**DOCUMENT TEXT:**
··········
[DCP] Support partial load (#122829)

Adds ability to load a subset of keys directly from a checkpoint, avoiding the need to initialize state dict first Differential Revision: [D55441391](https://our.internmc.facebook.com/intern/diff/D55441391/) Pull Request resolved: #122829 Approved by: https://github.com/fegin
pytorch · Apr 2, 2024 · bcb6e5a · bcb6e5a
1 parent feabb64
commit bcb6e5a
Show file tree

Hide file tree

Showing 4 changed files with 143 additions and 43 deletions.
diff --git a/test/distributed/checkpoint/e2e/test_e2e_save_and_load.py b/test/distributed/checkpoint/e2e/test_e2e_save_and_load.py
@@ -17,8 +17,10 @@
 from torch.distributed.checkpoint.state_dict import (
     _patch_model_state_dict,
     _patch_optimizer_state_dict,
+    get_model_state_dict,
     get_state_dict,
 )
+from torch.distributed.checkpoint.state_dict_loader import _load_state_dict_from_keys
 from torch.distributed.distributed_c10d import ReduceOp
 from torch.distributed.fsdp import FullyShardedDataParallel as FSDP
 from torch.distributed.fsdp.api import ShardingStrategy
@@ -242,9 +244,6 @@ def _run_e2e_test(self, compile, model_type, async_op=False):
         loaded_train_state = TestTrainState()
         dist_model, dist_optim = self._create_model(compile, model_type)
 
-        loaded_stateful_obj = TestStatefulObj()
-        dist_model, dist_optim = self._create_model(compile, model_type)
-
         DCP.load(
             state_dict={
                 "model": dist_model,
@@ -328,6 +327,33 @@ def test_no_dist(self):
         DCP.save({}, checkpoint_id=self.temp_dir)
         DCP.load({}, checkpoint_id=self.temp_dir)
··········
[Data listing]

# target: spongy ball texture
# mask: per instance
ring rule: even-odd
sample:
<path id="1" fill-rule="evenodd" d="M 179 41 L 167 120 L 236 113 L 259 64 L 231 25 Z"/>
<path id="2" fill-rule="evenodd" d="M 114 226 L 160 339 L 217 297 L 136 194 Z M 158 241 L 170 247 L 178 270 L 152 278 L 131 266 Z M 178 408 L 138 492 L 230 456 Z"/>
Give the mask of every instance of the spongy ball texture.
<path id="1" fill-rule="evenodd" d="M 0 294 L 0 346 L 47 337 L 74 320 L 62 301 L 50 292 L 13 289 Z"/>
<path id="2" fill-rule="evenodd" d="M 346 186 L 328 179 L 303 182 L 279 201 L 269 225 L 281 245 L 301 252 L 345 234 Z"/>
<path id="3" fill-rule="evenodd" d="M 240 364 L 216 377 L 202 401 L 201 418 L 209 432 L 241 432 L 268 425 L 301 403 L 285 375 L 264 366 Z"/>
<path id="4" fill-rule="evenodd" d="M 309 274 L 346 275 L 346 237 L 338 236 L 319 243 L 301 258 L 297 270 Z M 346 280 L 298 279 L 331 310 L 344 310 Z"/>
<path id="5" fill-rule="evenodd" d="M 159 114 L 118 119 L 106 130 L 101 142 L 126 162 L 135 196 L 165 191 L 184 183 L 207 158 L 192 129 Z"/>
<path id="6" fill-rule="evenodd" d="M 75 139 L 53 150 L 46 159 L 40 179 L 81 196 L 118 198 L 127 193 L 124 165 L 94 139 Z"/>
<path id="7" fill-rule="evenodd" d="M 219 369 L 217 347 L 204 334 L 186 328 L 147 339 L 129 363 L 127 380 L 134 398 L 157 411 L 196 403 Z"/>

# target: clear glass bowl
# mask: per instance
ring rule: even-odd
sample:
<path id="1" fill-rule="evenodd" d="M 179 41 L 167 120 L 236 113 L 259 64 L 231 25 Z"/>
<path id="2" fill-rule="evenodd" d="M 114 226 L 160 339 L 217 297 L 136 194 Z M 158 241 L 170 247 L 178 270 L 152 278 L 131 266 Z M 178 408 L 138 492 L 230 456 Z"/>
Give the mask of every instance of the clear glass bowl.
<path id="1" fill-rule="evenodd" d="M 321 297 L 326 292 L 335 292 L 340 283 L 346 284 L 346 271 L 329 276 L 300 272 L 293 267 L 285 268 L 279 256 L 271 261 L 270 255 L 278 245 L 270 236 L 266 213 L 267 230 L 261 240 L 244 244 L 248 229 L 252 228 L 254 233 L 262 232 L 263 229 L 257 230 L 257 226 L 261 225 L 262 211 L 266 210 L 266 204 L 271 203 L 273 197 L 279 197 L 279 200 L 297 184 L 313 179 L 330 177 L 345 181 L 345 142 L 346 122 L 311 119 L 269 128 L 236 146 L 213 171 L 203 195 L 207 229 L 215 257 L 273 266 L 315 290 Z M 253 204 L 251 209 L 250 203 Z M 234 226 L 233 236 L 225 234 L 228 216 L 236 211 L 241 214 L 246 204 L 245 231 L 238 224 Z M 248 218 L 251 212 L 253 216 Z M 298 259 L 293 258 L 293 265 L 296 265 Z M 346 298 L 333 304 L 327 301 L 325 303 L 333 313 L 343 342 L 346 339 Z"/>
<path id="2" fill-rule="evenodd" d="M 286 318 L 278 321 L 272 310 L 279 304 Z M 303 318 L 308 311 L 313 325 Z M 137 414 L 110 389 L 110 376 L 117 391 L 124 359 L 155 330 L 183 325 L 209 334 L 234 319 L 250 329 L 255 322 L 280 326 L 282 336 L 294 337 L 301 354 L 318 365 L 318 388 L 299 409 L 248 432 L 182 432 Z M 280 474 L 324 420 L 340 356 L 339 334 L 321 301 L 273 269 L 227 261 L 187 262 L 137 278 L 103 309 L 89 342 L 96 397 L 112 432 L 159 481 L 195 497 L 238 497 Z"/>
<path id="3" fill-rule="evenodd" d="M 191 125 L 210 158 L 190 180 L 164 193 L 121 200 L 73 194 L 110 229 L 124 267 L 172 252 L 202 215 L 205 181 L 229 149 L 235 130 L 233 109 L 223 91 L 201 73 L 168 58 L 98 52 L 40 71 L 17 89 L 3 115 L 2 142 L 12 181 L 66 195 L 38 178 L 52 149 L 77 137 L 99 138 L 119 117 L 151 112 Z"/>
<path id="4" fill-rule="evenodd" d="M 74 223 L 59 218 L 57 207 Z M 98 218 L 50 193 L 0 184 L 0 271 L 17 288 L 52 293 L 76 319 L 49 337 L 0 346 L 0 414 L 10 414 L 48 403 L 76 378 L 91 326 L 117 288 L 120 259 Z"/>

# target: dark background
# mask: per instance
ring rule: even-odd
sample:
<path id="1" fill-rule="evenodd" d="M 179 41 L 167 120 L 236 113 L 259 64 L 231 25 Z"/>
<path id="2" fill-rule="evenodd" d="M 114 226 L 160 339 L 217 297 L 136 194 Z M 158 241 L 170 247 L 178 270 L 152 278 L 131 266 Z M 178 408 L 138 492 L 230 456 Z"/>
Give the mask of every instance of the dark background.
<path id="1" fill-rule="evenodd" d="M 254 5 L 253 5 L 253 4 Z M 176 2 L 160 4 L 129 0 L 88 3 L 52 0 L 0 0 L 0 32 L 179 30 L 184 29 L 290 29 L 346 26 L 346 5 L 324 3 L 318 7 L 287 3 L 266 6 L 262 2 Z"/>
··········
**WHAT THE EXERCISE ASKS:**
Reproduce the commit page on partial checkpoint loading word for word, from its title line through the final line of the diff.

**CORRECT RESULT:**
[DCP] Support partial load (#122829)

Adds ability to load a subset of keys directly from a checkpoint, avoiding the need to initialize state dict first Differential Revision: [D55441391](https://our.internmc.facebook.com/intern/diff/D55441391/) Pull Request resolved: #122829 Approved by: https://github.com/fegin
pytorch · Apr 2, 2024 · bcb6e5a · bcb6e5a
1 parent feabb64
commit bcb6e5a
Show file tree

Hide file tree

Showing 4 changed files with 143 additions and 43 deletions.
diff --git a/test/distributed/checkpoint/e2e/test_e2e_save_and_load.py b/test/distributed/checkpoint/e2e/test_e2e_save_and_load.py
@@ -17,8 +17,10 @@
 from torch.distributed.checkpoint.state_dict import (
     _patch_model_state_dict,
     _patch_optimizer_state_dict,
+    get_model_state_dict,
     get_state_dict,
 )
+from torch.distributed.checkpoint.state_dict_loader import _load_state_dict_from_keys
 from torch.distributed.distributed_c10d import ReduceOp
 from torch.distributed.fsdp import FullyShardedDataParallel as FSDP
 from torch.distributed.fsdp.api import ShardingStrategy
@@ -242,9 +244,6 @@ def _run_e2e_test(self, compile, model_type, async_op=False):
         loaded_train_state = TestTrainState()
         dist_model, dist_optim = self._create_model(compile, model_type)
 
-        loaded_stateful_obj = TestStatefulObj()
-        dist_model, dist_optim = self._create_model(compile, model_type)
-
         DCP.load(
             state_dict={
                 "model": dist_model,
@@ -328,6 +327,33 @@ def test_no_dist(self):
         DCP.save({}, checkpoint_id=self.temp_dir)
         DCP.load({}, checkpoint_id=self.temp_dir)